- Prompt -
Which lines in the rows below contain the word "oven"? Return each of those lines in full and unchanged.

- Data records -
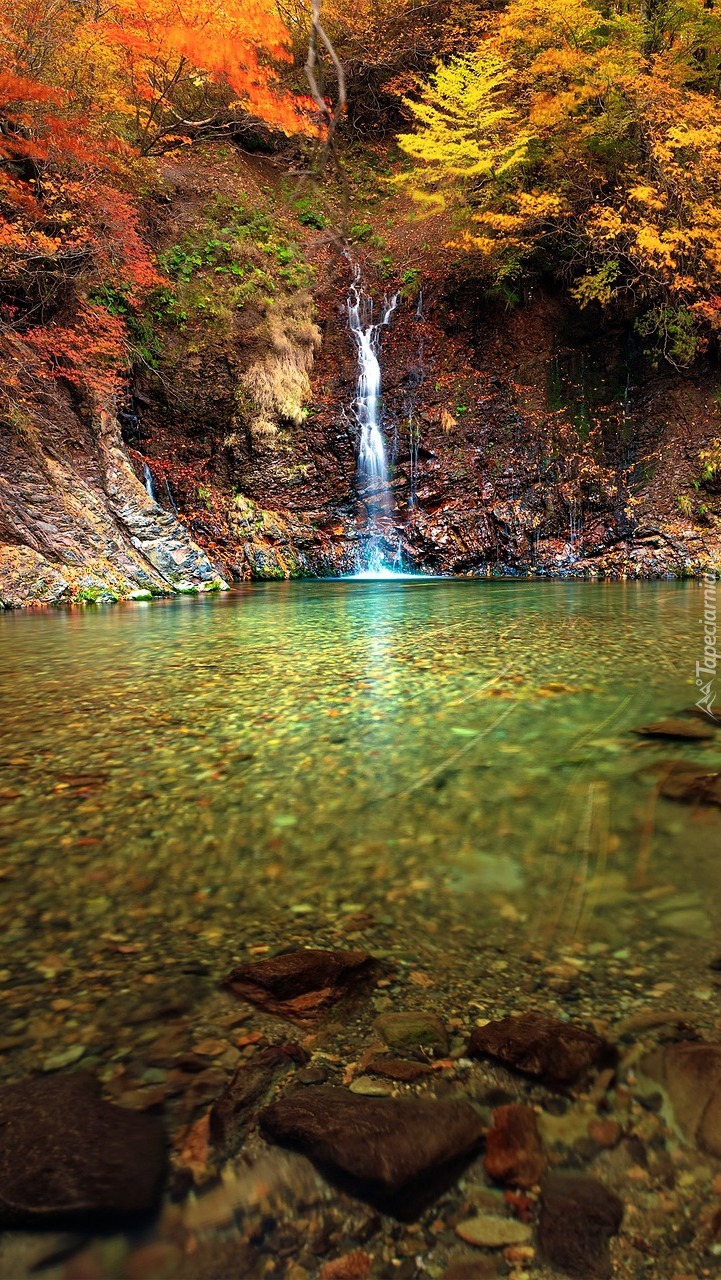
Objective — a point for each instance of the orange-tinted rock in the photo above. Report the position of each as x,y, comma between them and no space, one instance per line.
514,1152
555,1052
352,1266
==
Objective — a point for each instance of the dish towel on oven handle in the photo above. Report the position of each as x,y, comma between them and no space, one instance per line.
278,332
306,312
---
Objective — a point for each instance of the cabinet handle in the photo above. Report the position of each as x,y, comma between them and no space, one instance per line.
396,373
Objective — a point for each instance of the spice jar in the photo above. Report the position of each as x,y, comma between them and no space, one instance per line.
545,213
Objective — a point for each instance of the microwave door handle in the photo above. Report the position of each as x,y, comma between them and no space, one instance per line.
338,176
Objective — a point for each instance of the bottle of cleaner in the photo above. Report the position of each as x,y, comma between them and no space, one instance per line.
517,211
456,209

- Task solution -
Objective — a point for each instance of the dish towel on oven handle in the photo above. Report the position of each as x,y, comma between them and no space, one instance per line.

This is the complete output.